§ PROBLEM STATEMENT:
Render the records below as a JSON list of strings, one string per line, leaving out blank lines.

________________________________________

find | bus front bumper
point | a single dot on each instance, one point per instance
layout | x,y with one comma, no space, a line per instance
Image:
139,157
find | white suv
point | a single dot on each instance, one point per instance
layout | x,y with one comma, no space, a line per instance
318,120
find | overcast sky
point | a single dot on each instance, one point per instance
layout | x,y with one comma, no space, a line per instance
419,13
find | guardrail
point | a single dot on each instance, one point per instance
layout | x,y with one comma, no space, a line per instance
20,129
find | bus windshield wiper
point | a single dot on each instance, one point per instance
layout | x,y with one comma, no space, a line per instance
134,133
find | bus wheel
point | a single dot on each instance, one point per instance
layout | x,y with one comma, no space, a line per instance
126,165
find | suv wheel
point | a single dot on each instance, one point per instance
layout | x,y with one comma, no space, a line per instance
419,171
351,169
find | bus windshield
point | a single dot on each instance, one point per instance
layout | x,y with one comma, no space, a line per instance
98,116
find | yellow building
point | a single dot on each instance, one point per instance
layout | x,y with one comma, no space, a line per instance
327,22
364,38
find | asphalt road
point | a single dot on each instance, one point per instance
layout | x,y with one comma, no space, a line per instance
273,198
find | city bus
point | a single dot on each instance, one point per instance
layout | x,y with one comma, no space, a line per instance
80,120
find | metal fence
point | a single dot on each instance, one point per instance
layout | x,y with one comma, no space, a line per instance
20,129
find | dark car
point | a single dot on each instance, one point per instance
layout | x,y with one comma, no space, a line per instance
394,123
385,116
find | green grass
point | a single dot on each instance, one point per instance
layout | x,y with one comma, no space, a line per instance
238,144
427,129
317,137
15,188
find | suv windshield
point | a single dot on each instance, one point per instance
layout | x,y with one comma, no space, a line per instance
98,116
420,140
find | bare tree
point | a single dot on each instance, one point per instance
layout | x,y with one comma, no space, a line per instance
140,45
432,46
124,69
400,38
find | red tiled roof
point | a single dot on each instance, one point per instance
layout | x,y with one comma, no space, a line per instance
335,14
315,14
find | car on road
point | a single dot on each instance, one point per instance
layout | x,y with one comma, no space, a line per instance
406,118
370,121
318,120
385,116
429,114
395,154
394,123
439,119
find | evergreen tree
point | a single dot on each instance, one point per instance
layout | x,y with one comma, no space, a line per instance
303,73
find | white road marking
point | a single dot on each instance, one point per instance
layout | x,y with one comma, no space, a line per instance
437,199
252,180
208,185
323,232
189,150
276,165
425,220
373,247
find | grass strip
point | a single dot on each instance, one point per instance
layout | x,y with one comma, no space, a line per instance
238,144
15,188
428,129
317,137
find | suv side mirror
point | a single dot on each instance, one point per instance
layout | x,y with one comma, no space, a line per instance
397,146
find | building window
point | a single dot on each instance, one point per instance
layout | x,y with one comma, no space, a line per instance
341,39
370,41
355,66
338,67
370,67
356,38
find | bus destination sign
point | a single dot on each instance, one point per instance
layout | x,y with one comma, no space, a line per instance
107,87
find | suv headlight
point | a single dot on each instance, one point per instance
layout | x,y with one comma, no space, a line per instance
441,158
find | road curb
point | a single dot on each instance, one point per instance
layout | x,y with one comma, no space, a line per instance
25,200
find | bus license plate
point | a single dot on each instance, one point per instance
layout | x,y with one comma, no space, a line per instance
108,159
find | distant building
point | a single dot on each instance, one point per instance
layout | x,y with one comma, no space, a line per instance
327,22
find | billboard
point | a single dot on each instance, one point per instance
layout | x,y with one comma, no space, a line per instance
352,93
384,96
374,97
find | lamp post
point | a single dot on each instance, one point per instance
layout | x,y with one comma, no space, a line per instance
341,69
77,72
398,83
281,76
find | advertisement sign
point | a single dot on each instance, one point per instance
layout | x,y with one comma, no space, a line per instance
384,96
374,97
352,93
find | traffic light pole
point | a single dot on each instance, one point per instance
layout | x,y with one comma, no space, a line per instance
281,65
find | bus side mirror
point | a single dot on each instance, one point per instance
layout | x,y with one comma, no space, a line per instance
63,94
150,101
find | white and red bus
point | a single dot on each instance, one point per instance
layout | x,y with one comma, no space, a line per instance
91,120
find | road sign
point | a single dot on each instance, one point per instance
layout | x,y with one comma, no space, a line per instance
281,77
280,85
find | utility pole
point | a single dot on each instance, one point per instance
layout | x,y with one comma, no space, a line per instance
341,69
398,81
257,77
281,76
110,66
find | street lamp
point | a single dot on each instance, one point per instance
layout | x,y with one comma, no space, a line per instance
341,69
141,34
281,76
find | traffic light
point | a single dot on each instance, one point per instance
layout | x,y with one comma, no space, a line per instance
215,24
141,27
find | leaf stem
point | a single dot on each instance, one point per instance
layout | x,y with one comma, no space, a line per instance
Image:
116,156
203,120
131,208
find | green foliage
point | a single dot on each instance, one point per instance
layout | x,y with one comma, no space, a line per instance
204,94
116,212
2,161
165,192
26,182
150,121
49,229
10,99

________________________________________

§ RESPONSE:
[
  "find | bus front bumper",
  "point | a single dot on each instance, one point per instance",
  "layout | x,y with one comma, no space, a line per instance",
  "Image:",
  "139,157",
  "find | white suv",
  "point | a single dot on each instance, one point per instance",
  "layout | x,y with one comma, no space, a line per instance",
  "318,120",
  "find | overcast sky",
  "point | a single dot on each instance, one point per instance",
  "layout | x,y with one comma, no space, a line per instance",
  "419,13",
  "find | guardrail",
  "point | a single dot on each instance, one point per instance",
  "layout | x,y with one comma, no space, a line per instance",
  "20,129",
  "find | bus windshield wiper",
  "point | a single dot on each instance, one point per instance",
  "layout | x,y with one comma, no space, a line per instance",
  "134,133",
  "find | bus wheel",
  "point | a single dot on each instance, one point per instance",
  "layout | x,y with one comma, no space, a line per instance",
  "126,165",
  "find | suv wheel",
  "point | a single dot on each instance, one point per instance",
  "layout | x,y with one comma, no space, a line per instance",
  "419,171",
  "351,169",
  "find | bus windshield",
  "point | a single dot on each instance, one point per instance",
  "layout | x,y with one comma, no space, a line per instance",
  "98,116",
  "find | yellow building",
  "point | a single dot on each instance, one point per instance",
  "layout | x,y with one comma, no space, a line per instance",
  "327,22",
  "364,38",
  "find | asphalt road",
  "point | a single dot on each instance, one point per instance",
  "layout | x,y with one comma, no space, a line per instance",
  "273,198",
  "find | city bus",
  "point | a single dot on each instance, one point per instance",
  "layout | x,y with one comma, no space, a line per instance",
  "80,120",
  "find | metal fence",
  "point | a single dot on each instance, one point per instance",
  "layout | x,y with one comma, no space, a line per instance",
  "20,129",
  "find | dark car",
  "point | a single dot on each instance, one point per instance",
  "layout | x,y with one comma, no space, a line per instance",
  "394,123",
  "385,116",
  "find | green grass",
  "point | a single dot on each instance, one point per instance",
  "layout | x,y with one comma, no space, a line per instance",
  "238,144",
  "427,129",
  "317,137",
  "15,188",
  "find | suv windshield",
  "point | a single dot on each instance, one point per instance",
  "layout | x,y with one comma, no space, a line per instance",
  "98,116",
  "420,140",
  "find | bare tree",
  "point | a single dot on each instance, one point per instance",
  "layout | x,y with one comma, no space, a line per instance",
  "140,45",
  "432,46",
  "124,69",
  "400,38",
  "find | red tiled roof",
  "point | a single dot on each instance, one point per instance",
  "layout | x,y with one comma, no space, a line per instance",
  "335,14",
  "315,14",
  "find | car on road",
  "point | a single dot on each instance, one point per instance",
  "layout | x,y with one comma, no space, a line per instance",
  "406,118",
  "370,121",
  "318,120",
  "385,116",
  "429,114",
  "395,154",
  "394,123",
  "439,119",
  "find | evergreen tree",
  "point | a single dot on each instance, one point per instance",
  "layout | x,y with one comma, no space, a line per instance",
  "303,73",
  "find | white road marking",
  "point | a single dot on each instance, one point per instance",
  "layout | x,y with one comma, no space, a line per instance",
  "437,199",
  "252,180",
  "208,185",
  "323,232",
  "189,150",
  "276,165",
  "425,220",
  "373,247",
  "find | grass strip",
  "point | a single dot on each instance, one point per instance",
  "layout | x,y with one comma, no space, a line per instance",
  "238,144",
  "15,188",
  "428,129",
  "317,137",
  "find | suv side mirror",
  "point | a single dot on each instance, one point per instance",
  "layout | x,y with one comma, no space, a line per instance",
  "397,146",
  "find | building window",
  "point | a single dot on each instance, one point per instance",
  "layout | x,y with one comma, no space, a line per instance",
  "341,39",
  "370,41",
  "355,66",
  "338,67",
  "370,67",
  "356,38",
  "find | bus destination sign",
  "point | a single dot on each instance, one point per instance",
  "layout | x,y with one comma, no space, a line per instance",
  "107,87",
  "find | suv headlight",
  "point | a single dot on each instance, one point per instance",
  "layout | x,y with one comma, no space, a line per instance",
  "441,158",
  "find | road curb",
  "point | a single dot on each instance, one point per instance",
  "layout | x,y with one comma, no space, a line per instance",
  "25,200",
  "find | bus license plate",
  "point | a single dot on each instance, one point per instance",
  "layout | x,y with one comma, no space, a line per instance",
  "108,159",
  "find | distant building",
  "point | a single dot on each instance, one point per instance",
  "layout | x,y with one comma, no space, a line per instance",
  "327,22",
  "find | billboard",
  "point | a single dot on each instance, one point per instance",
  "layout | x,y with one comma, no space, a line per instance",
  "352,93",
  "384,96",
  "374,97",
  "find | lamp post",
  "point | a single dot on each instance, one point per instance",
  "layout | x,y with one comma, no space, a line per instance",
  "341,69",
  "77,72",
  "398,83",
  "281,76",
  "find | advertisement sign",
  "point | a single dot on each instance, one point per instance",
  "layout | x,y with one comma, no space, a line per instance",
  "384,96",
  "374,97",
  "352,93",
  "find | traffic light pole",
  "point | a single dot on each instance, one point per instance",
  "layout | x,y with one comma, no space, a line per instance",
  "281,65",
  "find | bus side mirror",
  "point | a single dot on each instance, one point per instance",
  "layout | x,y with one comma, no space, a line per instance",
  "63,94",
  "150,101",
  "find | white and red bus",
  "point | a single dot on each instance, one point per instance",
  "layout | x,y with one comma, no space, a line per instance",
  "91,120",
  "find | road sign",
  "point | a single dot on each instance, one point per instance",
  "layout | x,y with one comma, no space, a line per instance",
  "281,77",
  "280,85",
  "find | utility pole",
  "point | a single dot on each instance, one point per instance",
  "layout | x,y with one comma, no space, a line per instance",
  "341,69",
  "398,81",
  "257,77",
  "281,76",
  "110,66",
  "find | street lamp",
  "point | a single dot on each instance, one point per instance",
  "layout | x,y with one comma, no space, a line per instance",
  "341,69",
  "141,34",
  "281,76",
  "find | traffic light",
  "point | a single dot on each instance, one point per instance",
  "layout | x,y with one comma, no space, a line per instance",
  "215,24",
  "141,27",
  "find | leaf stem",
  "point | a single dot on each instance, one point per instance",
  "layout | x,y with one comma, no space, a line per instance",
  "Image:",
  "116,156",
  "203,120",
  "131,208",
  "find | green foliage",
  "point | a single dot on each instance, one point per instance",
  "layout | x,y with one comma, no space, a line per instance",
  "204,94",
  "116,212",
  "2,161",
  "165,192",
  "26,182",
  "150,121",
  "49,229",
  "10,99"
]